### TEXT SEGMENT
Tackling Reporting Challenges: One ACO's Approach

Accountable care organizations of any shape, size or form face similar, much-talked about challenges, such as trying to manage population health and improve patient outcomes to keeping cost-per-patient low.


Another, less-discussed challenge ACOs have to take on in order to be successful is reporting: Medicare Shared Savings Program and Pioneer ACO participants must report to CMS on patient health outcomes to track quality and outcome performance. "The reporting aspect is really vital, considering some of what we're being graded on is improvement in health," says Eric Bletzinger, chief executive officer of Cumberland Center for Healthcare Innovation, a physician-driven ACO based in Cookeville, Tenn.


This is easier for some ACOs than others. In CCHI's case, the ACO is made up of 29 independent physician practices spread through 14 counties in rural Tennessee. There are 12 different electronic medical record systems in the ACO, according to Mr. Bletzinger. "They're independent practices…each physician implemented EMR on their own timeframe and picked the one that worked best for them," he explains.

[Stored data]
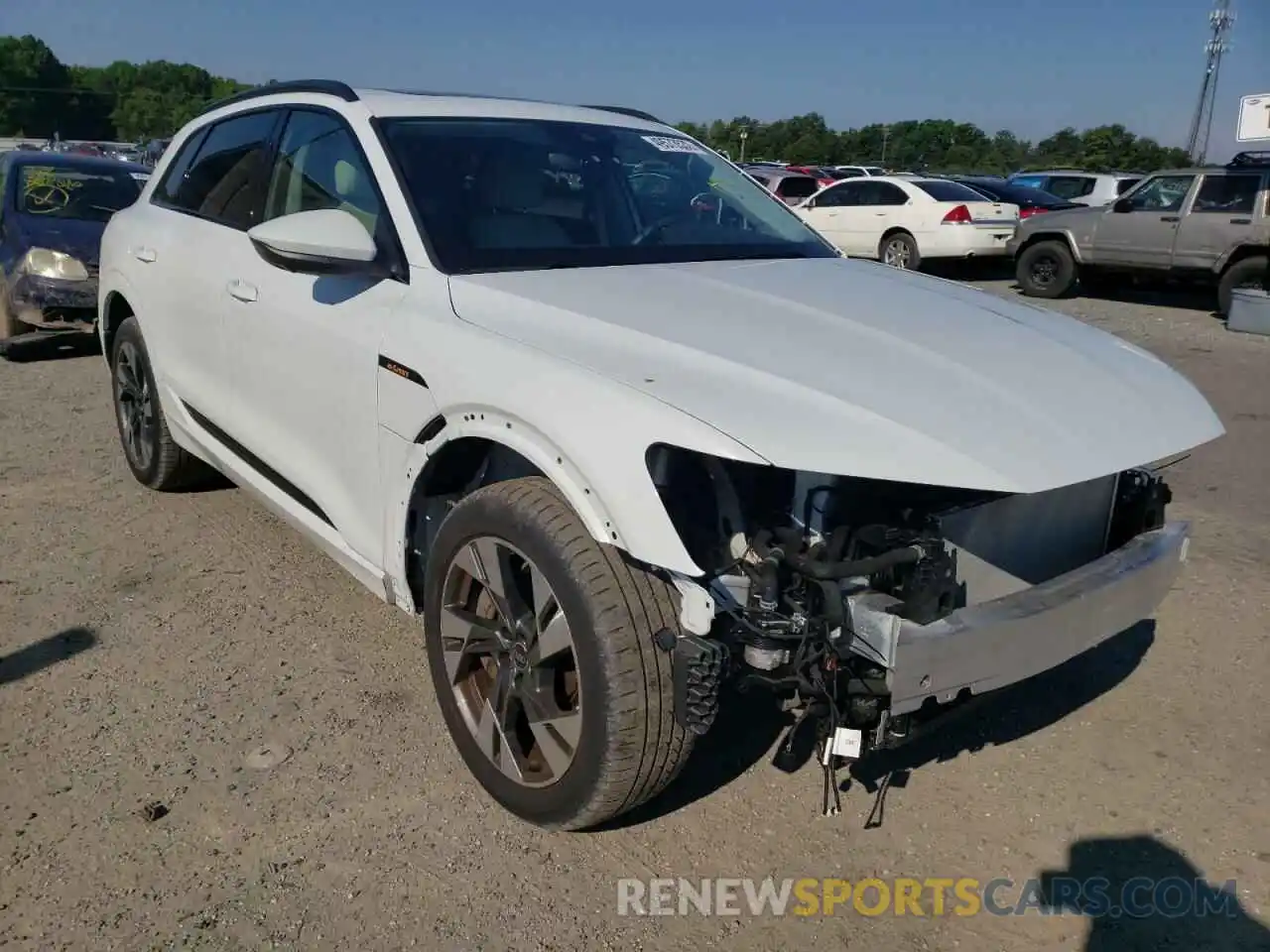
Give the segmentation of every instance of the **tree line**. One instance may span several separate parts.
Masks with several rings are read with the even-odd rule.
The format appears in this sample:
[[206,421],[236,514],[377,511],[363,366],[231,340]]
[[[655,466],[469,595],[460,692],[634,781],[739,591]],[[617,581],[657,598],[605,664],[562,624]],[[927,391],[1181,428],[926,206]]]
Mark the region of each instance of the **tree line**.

### TASK INSTRUCTIONS
1) In the ACO article, which figures are written as numerals, and what does each one count?
2) How would you render the sentence "This is easier for some ACOs than others." from the ACO article in Spanish?

### ACTIVITY ANSWERS
1)
- 29: independent physician practices that make up the ACO
- 14: counties in rural Tennessee that the practices are spread through
- 12: different electronic medical record systems in the ACO

2) Esto es más fácil para algunas ACO que para otras.